--- Start of Provided entries ---

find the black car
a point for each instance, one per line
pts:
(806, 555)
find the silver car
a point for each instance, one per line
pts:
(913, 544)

--- End of Provided entries ---

Stated goal: Rewrite the rows above with "instance" replaced by "occurrence" wherever it occurs, keeping everything else unchanged.

Task solution:
find the black car
a point for each occurrence, one per line
pts:
(806, 555)
find the silver car
a point for each occurrence, one per line
pts:
(913, 544)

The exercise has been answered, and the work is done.